= Avalon Club police raid =

On 23 July 2023, a police raid happened in the Avalon Club in the city of Valencia, Venezuela, in which 33 homosexual men were arrested by the Venezuelan police. The raid was purportedly conducted after an anonymous call tipped the police. The prosecution later charged the arrested men with outrage of modesty amongst other crimes. On 26 July 2023, 30 of the 33 people who were detained earlier were released after a court hearing, while the other three people including the owner of the club were not released.

==Background==
The Avalon Club is located in the Los Sauces sector of the city of Valencia in the state of Carabobo. On 23 July 2023, the Bolivarian National Police conducted a raid on the club, and arrested 33 homosexual men. The arrested belonged to various age groups ranging from 21 to 57 years, and the officials seized cell phones, condoms, and other recording devices from the detainees.

==Aftermath==
The prosecution charged the arrested men with outrage of modesty and noise pollution, among other crimes. As per reports, the arrest occurred after an anonymous call came to the police in which it was reported that some people were practicing group sex at the club and some of them allegedly were HIV infected. As per Venezuelan law, consensual sex between adults in not a crime. However, officials of the Bolivarian National Police said that the detainees were recording the events with the aim of marketing the material as pornography, which is a crime.

The detainees were initially transferred to the police facility located in Los Guayos. The police later released the photographs of the arrested members. The detainees were then transported to the Palace of Justice of Valencia in pickup trucks by the police. On 26 July 2023, 30 of the 33 people who were detained earlier were released after a court hearing. the other three people, which included the owner of Avalon Club and two masseurs, were held sent to prison.

==Reactions==
Amnesty International called for the release of the 33 men and denouncing homophobia in Venezuela, and for peaceful protests calling for the release of detainees and trial of those involved in the detention. As per local media, sections of the public considered that the act of releasing the photographs and identities of the detainees indicated a lack of respect towards the homosexual community, and was a discriminatory measure done purely due to their sexual orientation.

The Civil Association Venezuela condemned the action of the police against the LGBTQ community and called for the Attorney General to fairly investigate the matter.

▶ **ACTION ITEM**:
Please answer these questions from the article on the Avalon Club raid:
1. In which sector of Valencia is the club located?
2. Where were the detainees first transferred?
3. What did the Civil Association Venezuela ask the Attorney General to do?

▶ **DATA SUPPLIED**:
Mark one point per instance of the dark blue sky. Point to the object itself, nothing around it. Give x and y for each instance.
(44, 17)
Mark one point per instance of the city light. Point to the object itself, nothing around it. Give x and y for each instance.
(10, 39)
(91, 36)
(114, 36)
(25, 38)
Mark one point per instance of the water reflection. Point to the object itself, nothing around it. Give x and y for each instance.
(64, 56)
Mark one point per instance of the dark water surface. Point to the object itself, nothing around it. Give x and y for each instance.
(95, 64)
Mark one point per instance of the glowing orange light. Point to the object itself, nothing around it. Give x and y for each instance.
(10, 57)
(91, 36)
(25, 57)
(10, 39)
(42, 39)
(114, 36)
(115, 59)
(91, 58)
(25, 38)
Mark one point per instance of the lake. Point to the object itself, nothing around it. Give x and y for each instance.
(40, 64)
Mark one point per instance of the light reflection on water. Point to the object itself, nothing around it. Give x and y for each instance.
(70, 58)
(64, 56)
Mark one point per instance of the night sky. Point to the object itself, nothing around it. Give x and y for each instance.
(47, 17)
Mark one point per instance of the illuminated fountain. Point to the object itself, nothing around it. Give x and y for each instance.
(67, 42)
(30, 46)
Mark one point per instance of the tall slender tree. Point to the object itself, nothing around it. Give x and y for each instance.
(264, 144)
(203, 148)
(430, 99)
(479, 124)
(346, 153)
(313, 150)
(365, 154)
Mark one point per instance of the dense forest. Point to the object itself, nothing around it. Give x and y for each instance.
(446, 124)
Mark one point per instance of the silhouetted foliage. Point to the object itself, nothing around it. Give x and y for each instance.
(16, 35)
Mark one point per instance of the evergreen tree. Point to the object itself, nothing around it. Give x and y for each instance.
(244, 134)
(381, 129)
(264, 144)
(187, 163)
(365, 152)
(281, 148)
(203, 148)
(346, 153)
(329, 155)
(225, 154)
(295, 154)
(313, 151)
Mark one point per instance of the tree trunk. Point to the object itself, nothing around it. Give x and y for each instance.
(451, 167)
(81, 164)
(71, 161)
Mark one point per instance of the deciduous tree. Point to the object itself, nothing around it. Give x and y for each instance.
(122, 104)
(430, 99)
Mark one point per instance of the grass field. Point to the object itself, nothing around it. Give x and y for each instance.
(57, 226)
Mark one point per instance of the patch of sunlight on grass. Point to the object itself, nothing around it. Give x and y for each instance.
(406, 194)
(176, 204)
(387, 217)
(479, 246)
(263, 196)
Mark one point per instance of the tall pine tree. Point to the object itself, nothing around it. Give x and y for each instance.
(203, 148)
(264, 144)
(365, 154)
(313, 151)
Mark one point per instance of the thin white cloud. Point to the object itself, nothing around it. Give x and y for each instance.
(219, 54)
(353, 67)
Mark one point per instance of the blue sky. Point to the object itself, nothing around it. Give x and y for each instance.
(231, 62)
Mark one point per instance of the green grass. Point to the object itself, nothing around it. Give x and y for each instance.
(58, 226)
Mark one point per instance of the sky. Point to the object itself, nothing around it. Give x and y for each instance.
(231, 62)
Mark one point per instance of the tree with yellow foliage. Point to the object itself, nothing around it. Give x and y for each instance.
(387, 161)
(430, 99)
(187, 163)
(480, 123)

▶ **RESULT BELOW**:
1. Los Sauces
2. The police facility in Los Guayos
3. Investigate the matter fairly